Reproduce the rows from the start of the rows through the line that contains "[78,0,84,53]", inclusive, requests included. Rescale every bounding box coordinate in the answers by 2.55 and round each result to a whole number, with halves rounded up.

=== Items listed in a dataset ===
»»
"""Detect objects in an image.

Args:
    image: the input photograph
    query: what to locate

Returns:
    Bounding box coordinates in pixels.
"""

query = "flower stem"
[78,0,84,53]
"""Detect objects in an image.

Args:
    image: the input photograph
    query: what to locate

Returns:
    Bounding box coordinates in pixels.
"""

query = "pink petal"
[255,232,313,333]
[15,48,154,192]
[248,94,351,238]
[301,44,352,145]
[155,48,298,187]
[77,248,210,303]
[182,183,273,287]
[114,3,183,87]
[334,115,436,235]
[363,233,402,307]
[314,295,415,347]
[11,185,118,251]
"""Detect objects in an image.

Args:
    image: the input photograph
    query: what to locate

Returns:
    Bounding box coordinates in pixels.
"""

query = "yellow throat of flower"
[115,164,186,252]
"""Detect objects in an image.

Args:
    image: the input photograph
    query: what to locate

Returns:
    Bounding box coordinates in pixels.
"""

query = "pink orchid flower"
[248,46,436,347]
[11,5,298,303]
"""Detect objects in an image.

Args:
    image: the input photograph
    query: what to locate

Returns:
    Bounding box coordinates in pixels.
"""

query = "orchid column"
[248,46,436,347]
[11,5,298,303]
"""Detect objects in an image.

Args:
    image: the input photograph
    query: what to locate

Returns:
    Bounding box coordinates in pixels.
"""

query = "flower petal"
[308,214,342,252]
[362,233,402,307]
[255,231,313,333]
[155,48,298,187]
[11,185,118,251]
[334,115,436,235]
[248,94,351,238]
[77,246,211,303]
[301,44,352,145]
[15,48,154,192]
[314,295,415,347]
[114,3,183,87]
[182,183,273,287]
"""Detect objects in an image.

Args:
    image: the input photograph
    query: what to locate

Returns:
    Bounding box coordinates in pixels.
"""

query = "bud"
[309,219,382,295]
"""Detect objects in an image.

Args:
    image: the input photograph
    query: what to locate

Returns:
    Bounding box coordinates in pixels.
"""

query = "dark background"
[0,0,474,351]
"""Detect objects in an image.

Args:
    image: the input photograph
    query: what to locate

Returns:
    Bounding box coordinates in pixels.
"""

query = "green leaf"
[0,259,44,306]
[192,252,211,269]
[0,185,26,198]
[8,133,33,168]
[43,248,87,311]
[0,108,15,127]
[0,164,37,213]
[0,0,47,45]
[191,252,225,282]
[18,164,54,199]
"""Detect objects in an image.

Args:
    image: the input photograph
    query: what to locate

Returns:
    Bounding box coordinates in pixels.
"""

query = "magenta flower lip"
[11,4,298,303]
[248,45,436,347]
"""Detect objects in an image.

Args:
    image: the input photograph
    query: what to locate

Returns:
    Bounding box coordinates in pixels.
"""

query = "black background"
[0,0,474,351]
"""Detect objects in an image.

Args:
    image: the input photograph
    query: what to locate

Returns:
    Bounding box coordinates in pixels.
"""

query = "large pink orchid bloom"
««
=== Solution to this task ===
"""Detect objects in an image.

Args:
    image: the input photograph
    query: what to locate

Returns:
    Bounding box coordinates in pixels.
"""

query = "flower stem"
[199,0,214,135]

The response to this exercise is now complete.